[Goal]:
Count the lines below that contain the word "blonde", and reply with only that number.

┄┄┄┄┄┄┄┄┄┄

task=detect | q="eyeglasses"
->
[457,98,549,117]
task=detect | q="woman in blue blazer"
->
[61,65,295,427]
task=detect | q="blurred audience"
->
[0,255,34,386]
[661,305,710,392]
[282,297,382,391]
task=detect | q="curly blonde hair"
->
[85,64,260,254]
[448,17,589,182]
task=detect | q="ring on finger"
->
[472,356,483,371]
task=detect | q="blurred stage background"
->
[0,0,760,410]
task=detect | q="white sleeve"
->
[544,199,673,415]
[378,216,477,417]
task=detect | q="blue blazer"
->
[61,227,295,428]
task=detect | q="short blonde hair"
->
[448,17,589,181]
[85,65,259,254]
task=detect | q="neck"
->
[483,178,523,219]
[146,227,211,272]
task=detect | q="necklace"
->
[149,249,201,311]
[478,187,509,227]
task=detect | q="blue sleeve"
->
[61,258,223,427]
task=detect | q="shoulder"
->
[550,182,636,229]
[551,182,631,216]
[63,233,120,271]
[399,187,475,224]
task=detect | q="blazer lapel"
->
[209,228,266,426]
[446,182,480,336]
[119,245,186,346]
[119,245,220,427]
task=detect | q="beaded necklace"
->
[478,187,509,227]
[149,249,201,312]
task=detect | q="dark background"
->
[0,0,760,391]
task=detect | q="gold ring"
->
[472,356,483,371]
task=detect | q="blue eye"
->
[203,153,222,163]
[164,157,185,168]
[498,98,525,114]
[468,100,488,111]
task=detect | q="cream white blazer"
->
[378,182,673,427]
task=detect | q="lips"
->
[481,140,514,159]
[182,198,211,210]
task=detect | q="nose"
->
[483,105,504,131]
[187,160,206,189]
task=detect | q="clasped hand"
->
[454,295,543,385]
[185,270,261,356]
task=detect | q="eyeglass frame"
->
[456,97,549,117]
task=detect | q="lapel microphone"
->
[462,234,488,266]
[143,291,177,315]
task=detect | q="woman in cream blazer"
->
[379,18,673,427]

┄┄┄┄┄┄┄┄┄┄

[Task result]:
2